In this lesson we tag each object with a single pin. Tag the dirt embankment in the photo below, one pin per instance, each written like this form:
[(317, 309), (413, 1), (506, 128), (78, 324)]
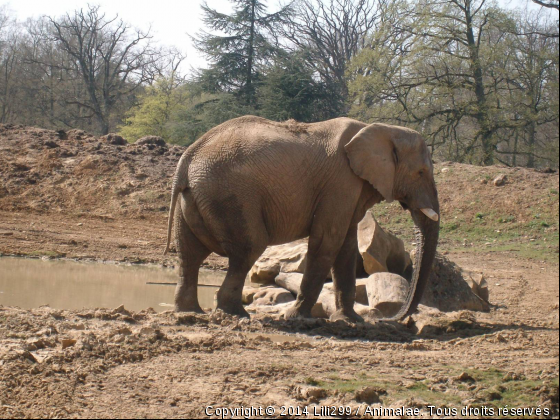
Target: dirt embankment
[(75, 196)]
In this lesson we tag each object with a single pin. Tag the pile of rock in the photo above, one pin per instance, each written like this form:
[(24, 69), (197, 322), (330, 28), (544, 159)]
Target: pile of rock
[(387, 269)]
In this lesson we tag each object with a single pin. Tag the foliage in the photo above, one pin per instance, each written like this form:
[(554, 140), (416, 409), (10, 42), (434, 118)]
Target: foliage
[(479, 82), (246, 45)]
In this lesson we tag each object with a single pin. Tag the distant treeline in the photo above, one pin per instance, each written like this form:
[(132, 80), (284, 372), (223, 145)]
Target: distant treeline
[(478, 81)]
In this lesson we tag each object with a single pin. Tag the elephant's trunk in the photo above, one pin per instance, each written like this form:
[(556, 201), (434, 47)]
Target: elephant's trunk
[(180, 183), (427, 234)]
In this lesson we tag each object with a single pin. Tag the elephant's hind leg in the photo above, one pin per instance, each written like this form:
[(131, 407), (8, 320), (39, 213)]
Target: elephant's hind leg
[(344, 279), (230, 293), (191, 255)]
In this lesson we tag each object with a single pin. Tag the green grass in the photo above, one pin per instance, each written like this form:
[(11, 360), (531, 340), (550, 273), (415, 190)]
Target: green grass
[(535, 237), (518, 393)]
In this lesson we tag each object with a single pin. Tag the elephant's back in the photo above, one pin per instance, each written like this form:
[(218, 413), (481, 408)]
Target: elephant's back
[(274, 171)]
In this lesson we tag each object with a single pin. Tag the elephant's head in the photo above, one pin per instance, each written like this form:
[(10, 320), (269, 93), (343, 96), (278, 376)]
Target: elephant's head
[(397, 162)]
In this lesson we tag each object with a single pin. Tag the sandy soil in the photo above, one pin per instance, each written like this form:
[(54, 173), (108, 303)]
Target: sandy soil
[(107, 363)]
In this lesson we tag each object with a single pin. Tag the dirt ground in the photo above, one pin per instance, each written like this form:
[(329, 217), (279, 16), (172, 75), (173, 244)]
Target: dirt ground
[(67, 200)]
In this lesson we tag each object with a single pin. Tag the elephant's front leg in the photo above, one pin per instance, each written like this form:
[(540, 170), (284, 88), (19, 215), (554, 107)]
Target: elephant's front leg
[(344, 279), (324, 245)]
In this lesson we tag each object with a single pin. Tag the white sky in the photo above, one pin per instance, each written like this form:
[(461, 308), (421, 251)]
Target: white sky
[(172, 21)]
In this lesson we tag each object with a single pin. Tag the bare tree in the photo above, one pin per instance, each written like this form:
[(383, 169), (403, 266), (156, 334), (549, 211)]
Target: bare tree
[(111, 59), (553, 4), (331, 33), (10, 38)]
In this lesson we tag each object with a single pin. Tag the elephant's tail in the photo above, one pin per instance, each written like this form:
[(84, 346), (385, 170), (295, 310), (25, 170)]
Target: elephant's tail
[(180, 183)]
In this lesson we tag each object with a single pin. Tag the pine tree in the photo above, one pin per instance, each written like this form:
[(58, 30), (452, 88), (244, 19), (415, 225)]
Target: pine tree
[(246, 45)]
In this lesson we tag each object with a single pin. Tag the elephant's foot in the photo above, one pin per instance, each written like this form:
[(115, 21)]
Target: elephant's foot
[(234, 310), (348, 315), (296, 312), (186, 307)]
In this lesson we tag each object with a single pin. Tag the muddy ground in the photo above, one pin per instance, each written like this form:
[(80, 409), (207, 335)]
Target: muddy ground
[(74, 196)]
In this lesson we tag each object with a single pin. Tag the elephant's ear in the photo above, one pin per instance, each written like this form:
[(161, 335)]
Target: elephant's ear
[(371, 155)]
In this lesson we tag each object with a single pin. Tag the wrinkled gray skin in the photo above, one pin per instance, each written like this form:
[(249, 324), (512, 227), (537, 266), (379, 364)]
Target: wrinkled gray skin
[(250, 183)]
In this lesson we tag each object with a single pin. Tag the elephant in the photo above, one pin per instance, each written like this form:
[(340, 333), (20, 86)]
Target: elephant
[(250, 183)]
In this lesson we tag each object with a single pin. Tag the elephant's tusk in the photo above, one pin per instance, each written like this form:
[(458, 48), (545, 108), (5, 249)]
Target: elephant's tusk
[(431, 214)]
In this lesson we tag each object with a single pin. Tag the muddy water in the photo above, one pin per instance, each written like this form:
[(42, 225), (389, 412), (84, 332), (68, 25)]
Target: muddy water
[(30, 283)]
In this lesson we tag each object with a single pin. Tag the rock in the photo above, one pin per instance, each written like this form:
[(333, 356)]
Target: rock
[(62, 135), (478, 284), (448, 290), (288, 258), (248, 294), (464, 377), (361, 291), (153, 140), (386, 292), (500, 180), (76, 134), (311, 393), (269, 309), (68, 343), (326, 305), (51, 144), (431, 322), (121, 310), (368, 395), (382, 251), (289, 281), (113, 138), (272, 296)]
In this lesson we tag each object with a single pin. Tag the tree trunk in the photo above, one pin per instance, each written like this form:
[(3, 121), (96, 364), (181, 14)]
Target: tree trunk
[(249, 85)]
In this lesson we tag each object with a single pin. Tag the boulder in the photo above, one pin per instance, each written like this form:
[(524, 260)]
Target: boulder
[(386, 292), (151, 140), (289, 281), (288, 258), (113, 138), (500, 180), (382, 251), (478, 284), (272, 296), (449, 288), (361, 291), (248, 295)]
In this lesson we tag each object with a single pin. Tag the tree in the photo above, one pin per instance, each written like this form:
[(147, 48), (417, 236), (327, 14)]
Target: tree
[(532, 84), (290, 91), (447, 83), (552, 4), (247, 45), (156, 106), (10, 63), (110, 58), (329, 34)]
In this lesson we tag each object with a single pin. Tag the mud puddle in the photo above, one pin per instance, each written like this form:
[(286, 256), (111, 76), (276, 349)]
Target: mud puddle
[(30, 283)]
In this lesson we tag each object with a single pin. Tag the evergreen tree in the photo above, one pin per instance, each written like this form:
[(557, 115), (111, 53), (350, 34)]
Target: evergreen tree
[(247, 43)]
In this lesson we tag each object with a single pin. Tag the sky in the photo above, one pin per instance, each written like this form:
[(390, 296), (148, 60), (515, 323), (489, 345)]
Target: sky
[(171, 21)]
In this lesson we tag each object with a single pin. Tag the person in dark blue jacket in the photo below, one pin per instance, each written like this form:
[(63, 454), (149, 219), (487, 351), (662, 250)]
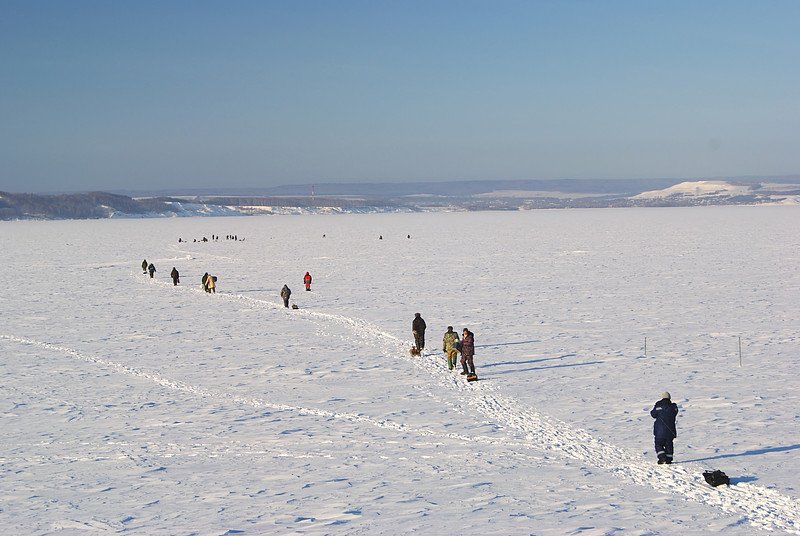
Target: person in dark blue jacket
[(664, 412)]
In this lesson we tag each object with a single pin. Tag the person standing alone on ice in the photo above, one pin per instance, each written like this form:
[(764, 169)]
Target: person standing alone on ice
[(664, 412), (449, 347), (467, 352), (285, 294), (418, 329)]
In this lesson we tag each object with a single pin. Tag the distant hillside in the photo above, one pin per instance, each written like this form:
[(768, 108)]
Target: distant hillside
[(363, 198), (76, 206)]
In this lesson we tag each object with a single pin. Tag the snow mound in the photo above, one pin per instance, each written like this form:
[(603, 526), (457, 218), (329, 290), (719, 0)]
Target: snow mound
[(697, 189)]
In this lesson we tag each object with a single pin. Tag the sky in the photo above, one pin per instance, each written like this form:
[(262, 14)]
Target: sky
[(99, 95)]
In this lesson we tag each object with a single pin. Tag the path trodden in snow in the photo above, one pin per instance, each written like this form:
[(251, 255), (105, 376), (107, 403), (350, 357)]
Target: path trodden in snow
[(525, 428)]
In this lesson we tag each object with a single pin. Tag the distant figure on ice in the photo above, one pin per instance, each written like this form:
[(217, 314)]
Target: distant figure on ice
[(211, 283), (285, 294), (418, 329), (467, 352), (449, 347), (664, 412)]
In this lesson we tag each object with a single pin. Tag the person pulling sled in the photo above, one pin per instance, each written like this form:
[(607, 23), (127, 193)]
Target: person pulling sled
[(449, 347), (664, 412)]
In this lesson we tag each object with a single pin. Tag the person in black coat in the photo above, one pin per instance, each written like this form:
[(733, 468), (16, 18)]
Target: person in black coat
[(418, 329), (664, 412)]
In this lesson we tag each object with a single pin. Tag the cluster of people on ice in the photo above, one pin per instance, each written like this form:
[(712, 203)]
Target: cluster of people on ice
[(286, 292), (451, 345), (665, 411), (214, 238)]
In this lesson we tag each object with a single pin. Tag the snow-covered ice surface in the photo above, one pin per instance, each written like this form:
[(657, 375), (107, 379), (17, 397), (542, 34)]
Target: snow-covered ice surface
[(129, 405)]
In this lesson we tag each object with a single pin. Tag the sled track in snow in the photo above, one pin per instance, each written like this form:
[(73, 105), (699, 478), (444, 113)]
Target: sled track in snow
[(761, 507), (527, 429)]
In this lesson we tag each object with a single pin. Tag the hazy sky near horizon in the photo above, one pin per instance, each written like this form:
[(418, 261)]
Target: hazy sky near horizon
[(99, 95)]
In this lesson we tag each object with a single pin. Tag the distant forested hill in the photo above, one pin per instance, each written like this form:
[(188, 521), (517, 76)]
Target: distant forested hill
[(89, 205)]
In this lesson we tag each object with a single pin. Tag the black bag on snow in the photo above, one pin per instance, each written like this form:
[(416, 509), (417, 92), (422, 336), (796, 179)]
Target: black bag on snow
[(716, 478)]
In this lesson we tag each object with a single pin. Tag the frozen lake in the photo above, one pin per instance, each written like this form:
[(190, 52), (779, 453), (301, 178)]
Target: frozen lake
[(131, 405)]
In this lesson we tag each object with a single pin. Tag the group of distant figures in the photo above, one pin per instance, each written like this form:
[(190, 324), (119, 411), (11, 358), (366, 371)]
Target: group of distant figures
[(214, 238), (151, 269), (209, 282)]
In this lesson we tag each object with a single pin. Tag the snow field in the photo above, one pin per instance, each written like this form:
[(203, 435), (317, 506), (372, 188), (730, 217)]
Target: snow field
[(133, 405)]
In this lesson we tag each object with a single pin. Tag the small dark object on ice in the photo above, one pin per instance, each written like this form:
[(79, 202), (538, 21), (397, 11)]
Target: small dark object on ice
[(716, 478)]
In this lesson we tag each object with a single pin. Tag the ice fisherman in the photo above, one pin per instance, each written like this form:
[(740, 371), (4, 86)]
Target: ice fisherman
[(418, 329), (449, 342), (467, 352), (211, 283), (286, 294), (664, 412)]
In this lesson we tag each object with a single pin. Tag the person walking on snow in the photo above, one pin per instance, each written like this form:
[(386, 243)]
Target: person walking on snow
[(467, 352), (418, 329), (285, 294), (449, 347), (211, 283), (664, 412)]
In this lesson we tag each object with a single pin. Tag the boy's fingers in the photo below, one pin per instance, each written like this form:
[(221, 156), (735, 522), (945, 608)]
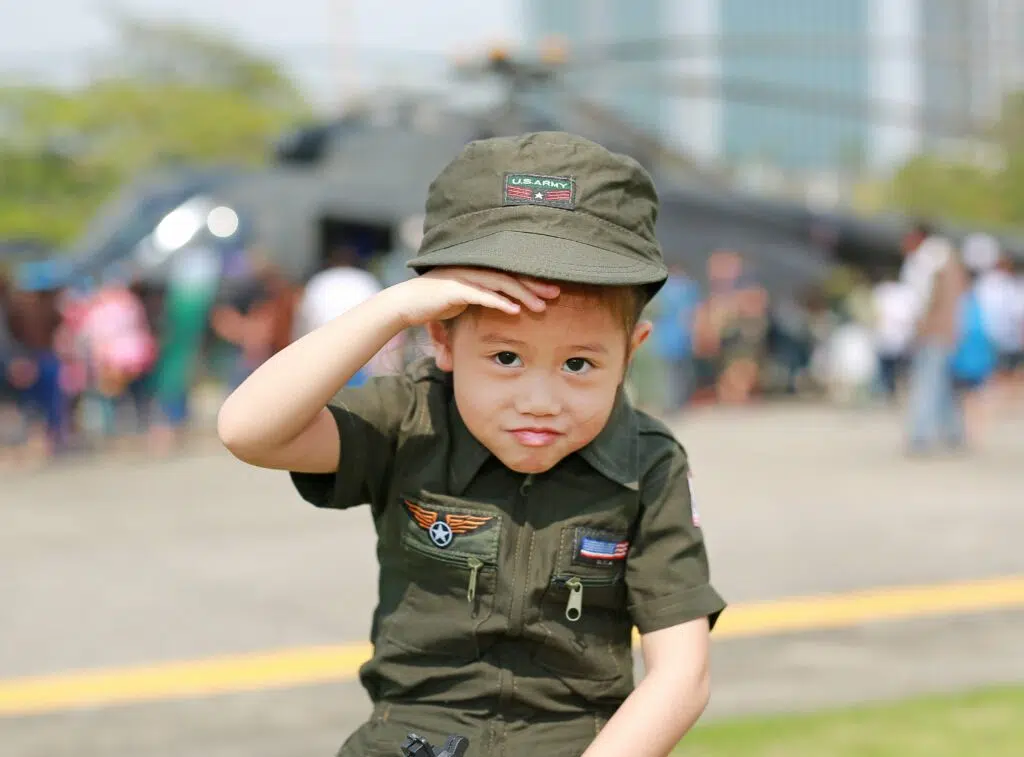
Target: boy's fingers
[(541, 289), (489, 298), (508, 285)]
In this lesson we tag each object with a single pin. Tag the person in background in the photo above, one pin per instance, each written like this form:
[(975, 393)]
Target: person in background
[(259, 323), (673, 313), (193, 283), (935, 416), (1001, 300), (714, 317), (342, 285), (895, 309), (976, 355), (36, 372)]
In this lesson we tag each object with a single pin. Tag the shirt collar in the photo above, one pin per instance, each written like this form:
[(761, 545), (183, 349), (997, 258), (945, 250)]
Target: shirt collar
[(614, 453)]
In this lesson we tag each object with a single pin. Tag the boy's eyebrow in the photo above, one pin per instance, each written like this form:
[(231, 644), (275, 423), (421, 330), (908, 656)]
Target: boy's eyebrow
[(509, 341)]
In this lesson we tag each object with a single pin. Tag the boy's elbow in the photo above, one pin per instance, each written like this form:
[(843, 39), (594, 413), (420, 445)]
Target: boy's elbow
[(701, 690), (233, 433)]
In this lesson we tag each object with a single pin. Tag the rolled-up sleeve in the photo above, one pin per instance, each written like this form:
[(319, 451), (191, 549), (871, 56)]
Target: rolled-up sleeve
[(667, 573), (369, 420)]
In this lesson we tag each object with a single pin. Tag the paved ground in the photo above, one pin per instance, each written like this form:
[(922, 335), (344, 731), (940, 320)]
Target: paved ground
[(130, 562)]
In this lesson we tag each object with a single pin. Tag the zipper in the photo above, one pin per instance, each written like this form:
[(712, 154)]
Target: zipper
[(475, 564), (576, 585), (517, 610)]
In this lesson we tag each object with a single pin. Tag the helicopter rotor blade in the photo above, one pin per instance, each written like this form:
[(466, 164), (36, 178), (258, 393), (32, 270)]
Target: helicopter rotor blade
[(829, 103)]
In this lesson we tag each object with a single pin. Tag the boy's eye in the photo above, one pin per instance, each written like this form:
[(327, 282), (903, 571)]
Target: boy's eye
[(578, 365), (506, 359)]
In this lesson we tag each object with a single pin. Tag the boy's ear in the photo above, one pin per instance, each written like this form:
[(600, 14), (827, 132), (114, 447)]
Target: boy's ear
[(640, 334), (440, 337)]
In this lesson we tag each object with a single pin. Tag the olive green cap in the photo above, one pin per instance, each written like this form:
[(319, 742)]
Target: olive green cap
[(549, 205)]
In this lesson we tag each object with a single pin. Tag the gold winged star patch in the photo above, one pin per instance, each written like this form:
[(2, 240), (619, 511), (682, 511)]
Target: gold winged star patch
[(442, 529)]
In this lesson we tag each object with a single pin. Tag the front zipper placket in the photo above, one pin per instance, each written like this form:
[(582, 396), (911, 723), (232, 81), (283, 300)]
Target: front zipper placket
[(576, 586), (472, 563), (506, 675), (521, 547)]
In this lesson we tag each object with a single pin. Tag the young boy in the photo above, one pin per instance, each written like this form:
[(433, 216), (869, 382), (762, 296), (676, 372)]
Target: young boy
[(527, 517)]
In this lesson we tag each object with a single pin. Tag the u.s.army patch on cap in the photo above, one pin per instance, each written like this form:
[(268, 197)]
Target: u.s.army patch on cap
[(531, 188), (598, 548)]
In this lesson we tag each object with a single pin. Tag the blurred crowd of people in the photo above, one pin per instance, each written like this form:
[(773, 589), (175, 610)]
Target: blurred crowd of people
[(944, 330), (122, 360)]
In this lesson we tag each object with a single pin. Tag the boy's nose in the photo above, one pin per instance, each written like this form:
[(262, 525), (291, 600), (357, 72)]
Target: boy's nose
[(538, 398)]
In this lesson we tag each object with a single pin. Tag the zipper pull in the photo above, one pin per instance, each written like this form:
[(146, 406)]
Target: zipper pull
[(526, 484), (573, 610), (475, 563)]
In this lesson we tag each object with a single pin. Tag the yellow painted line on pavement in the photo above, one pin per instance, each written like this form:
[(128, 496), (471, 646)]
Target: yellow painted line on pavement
[(287, 668)]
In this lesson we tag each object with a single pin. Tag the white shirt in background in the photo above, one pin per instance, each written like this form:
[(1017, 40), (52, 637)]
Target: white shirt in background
[(896, 313), (331, 293), (1001, 299)]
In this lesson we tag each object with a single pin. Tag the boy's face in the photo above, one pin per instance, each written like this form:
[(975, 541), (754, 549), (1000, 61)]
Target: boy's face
[(537, 386)]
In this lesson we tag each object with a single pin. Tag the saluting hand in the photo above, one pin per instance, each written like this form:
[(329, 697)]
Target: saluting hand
[(445, 292)]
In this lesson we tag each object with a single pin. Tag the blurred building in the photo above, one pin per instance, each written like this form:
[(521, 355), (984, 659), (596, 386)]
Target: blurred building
[(803, 86)]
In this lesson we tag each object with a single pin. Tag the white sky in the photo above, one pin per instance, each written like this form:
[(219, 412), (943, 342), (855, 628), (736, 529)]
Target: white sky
[(46, 38)]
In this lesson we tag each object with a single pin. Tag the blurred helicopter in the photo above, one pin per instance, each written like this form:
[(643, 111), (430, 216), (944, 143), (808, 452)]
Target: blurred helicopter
[(360, 180)]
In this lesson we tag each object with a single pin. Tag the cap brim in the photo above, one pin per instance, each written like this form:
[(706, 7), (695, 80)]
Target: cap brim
[(544, 256)]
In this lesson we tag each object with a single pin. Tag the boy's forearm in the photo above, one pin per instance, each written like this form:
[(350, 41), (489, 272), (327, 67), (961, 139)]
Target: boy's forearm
[(286, 393), (652, 720)]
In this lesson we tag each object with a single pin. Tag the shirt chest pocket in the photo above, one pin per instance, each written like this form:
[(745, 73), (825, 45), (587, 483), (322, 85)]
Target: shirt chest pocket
[(584, 617), (450, 556)]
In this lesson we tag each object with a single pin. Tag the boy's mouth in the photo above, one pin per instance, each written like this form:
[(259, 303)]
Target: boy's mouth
-*-
#### Problem requirements:
Rewrite the data from the start through the line containing "[(75, 196)]", changing "dirt embankment" to "mud bank" and keeping everything else the same. Leave the pictures out of your answer.

#### Complete answer:
In this lesson we tag each object with a single pin. Tag the mud bank in the photo below, one pin per instance, each written like this form:
[(317, 309), (413, 1), (506, 128), (78, 324)]
Target: mud bank
[(75, 196)]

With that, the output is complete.